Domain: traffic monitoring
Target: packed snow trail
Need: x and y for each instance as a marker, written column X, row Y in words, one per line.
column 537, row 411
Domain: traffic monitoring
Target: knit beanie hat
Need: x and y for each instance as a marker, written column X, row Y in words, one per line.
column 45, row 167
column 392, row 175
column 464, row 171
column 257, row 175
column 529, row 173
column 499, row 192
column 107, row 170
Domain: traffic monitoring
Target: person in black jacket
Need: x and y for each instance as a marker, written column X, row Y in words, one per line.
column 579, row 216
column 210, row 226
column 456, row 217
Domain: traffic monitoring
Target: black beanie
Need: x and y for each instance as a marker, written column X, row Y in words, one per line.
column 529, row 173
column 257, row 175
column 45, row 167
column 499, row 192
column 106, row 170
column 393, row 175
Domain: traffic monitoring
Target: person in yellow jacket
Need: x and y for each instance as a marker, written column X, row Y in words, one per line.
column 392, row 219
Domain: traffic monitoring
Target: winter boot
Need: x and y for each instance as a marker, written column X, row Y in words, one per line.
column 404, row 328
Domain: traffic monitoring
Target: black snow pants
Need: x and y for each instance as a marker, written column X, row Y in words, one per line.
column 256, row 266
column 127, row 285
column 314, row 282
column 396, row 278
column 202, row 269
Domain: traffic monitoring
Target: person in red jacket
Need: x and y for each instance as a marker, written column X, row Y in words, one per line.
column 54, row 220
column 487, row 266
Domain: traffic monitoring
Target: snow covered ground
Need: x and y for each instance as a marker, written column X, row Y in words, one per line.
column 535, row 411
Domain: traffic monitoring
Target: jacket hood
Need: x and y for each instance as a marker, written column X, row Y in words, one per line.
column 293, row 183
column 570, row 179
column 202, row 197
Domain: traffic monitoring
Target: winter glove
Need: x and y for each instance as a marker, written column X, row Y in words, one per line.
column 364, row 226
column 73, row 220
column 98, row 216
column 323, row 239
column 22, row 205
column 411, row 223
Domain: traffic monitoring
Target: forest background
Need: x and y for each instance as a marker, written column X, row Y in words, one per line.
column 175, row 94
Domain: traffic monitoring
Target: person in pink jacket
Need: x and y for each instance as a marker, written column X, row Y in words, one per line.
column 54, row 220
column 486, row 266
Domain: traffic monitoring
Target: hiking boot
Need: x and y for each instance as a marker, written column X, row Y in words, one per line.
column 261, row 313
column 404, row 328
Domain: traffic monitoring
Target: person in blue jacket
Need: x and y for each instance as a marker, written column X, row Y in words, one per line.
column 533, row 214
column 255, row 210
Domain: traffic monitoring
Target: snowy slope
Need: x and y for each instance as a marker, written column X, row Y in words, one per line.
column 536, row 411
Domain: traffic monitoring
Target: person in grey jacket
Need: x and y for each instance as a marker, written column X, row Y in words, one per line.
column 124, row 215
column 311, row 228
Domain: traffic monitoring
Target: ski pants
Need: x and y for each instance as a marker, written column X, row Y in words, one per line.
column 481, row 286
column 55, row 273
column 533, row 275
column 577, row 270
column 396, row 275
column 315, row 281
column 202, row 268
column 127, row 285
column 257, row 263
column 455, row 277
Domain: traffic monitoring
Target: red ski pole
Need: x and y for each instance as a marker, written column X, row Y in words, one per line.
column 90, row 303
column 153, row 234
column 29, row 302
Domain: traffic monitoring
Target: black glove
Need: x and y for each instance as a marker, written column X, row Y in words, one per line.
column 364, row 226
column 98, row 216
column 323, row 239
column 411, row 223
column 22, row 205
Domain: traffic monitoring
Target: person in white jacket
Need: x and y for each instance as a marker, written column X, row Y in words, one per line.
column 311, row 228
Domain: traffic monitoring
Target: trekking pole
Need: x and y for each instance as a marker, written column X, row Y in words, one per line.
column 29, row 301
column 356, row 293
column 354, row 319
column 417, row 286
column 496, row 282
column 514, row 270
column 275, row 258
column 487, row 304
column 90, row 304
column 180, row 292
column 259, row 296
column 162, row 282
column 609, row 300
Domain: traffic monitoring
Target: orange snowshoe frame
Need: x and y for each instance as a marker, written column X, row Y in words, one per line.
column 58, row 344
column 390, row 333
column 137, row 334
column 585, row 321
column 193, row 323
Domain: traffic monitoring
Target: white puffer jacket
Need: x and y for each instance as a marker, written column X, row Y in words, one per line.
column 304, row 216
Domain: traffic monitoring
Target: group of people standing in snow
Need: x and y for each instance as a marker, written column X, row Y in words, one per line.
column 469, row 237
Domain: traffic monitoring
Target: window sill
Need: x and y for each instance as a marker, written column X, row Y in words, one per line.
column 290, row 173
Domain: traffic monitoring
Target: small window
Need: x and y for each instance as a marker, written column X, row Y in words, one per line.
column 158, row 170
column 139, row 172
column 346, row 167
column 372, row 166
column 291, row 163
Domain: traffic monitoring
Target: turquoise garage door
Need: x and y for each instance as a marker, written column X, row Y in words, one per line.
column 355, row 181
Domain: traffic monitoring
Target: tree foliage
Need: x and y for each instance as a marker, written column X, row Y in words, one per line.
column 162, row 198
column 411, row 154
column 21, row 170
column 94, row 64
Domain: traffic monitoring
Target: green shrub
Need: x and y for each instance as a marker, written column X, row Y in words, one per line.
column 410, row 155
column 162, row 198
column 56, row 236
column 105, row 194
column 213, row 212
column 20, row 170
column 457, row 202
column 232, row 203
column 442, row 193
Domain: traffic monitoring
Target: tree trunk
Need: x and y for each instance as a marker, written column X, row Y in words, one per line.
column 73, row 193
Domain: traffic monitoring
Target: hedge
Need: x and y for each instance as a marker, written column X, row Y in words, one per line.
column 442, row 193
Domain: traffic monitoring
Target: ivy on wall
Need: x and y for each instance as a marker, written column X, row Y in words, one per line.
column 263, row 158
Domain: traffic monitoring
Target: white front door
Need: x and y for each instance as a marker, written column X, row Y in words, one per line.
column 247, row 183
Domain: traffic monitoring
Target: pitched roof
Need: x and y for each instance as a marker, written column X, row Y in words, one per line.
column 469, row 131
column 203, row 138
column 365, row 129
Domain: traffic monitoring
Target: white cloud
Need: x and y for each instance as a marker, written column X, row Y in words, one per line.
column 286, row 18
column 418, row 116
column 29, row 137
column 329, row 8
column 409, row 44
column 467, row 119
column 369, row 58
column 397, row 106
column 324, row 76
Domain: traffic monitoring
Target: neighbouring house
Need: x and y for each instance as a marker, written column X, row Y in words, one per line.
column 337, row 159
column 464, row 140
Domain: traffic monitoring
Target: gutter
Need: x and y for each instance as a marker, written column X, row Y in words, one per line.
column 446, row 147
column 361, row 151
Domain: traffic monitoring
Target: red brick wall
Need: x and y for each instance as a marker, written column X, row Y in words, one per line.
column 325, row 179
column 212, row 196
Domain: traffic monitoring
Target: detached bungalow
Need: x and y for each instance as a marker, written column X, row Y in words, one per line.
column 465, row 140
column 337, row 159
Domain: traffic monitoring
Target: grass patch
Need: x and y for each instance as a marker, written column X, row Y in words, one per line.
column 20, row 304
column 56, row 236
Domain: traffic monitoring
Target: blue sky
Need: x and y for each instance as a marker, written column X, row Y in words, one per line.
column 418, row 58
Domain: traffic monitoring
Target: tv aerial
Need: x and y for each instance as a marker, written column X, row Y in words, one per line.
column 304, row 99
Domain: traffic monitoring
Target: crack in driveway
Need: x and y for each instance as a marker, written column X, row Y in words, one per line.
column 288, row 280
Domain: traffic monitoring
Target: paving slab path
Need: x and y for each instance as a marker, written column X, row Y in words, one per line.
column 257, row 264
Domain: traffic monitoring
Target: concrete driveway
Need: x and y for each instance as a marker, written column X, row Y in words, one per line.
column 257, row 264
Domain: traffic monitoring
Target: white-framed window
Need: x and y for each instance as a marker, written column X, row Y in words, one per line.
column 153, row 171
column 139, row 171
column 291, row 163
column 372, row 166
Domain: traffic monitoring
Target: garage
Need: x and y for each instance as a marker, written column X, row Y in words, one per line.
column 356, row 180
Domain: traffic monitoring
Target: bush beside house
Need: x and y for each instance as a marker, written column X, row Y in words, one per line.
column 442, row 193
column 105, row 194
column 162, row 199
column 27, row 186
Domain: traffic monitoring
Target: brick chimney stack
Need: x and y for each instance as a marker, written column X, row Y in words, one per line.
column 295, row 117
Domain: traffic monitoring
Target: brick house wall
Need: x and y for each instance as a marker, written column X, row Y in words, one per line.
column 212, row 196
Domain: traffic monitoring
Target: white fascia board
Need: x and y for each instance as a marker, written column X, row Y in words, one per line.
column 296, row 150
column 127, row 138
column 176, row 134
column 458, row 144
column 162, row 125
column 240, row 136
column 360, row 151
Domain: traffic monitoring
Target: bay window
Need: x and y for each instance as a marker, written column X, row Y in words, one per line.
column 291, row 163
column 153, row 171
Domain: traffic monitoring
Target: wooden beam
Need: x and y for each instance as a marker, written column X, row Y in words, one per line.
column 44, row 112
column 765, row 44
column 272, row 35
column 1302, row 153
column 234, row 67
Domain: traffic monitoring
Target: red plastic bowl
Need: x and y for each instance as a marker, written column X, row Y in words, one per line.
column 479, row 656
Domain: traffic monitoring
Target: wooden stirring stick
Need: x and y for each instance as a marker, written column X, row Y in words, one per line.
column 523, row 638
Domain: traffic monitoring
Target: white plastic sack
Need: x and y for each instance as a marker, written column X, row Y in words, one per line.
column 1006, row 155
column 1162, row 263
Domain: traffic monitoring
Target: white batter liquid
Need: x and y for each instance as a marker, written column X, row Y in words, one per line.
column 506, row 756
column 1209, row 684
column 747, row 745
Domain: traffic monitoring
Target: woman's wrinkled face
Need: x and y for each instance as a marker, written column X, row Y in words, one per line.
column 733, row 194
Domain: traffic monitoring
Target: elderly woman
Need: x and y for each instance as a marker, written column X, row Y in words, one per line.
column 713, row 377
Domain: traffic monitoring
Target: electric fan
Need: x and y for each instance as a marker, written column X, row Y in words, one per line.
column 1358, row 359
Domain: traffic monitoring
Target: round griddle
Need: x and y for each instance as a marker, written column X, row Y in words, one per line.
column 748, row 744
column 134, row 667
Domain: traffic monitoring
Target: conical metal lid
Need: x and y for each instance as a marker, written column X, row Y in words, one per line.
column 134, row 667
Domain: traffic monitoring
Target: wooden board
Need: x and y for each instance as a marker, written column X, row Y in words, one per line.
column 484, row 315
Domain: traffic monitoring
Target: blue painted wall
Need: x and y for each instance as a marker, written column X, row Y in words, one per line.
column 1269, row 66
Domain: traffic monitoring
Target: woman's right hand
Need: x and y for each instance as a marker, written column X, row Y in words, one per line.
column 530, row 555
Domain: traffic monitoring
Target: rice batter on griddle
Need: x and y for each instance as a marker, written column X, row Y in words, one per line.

━━━━━━━━━━

* _WHAT YOU HAVE TO DO_
State how many lines in the rows above contain the string "boot", treating uppercase and lowercase as distinct. Reply with the number alone.

* _SOLUTION TO THE PROBLEM_
2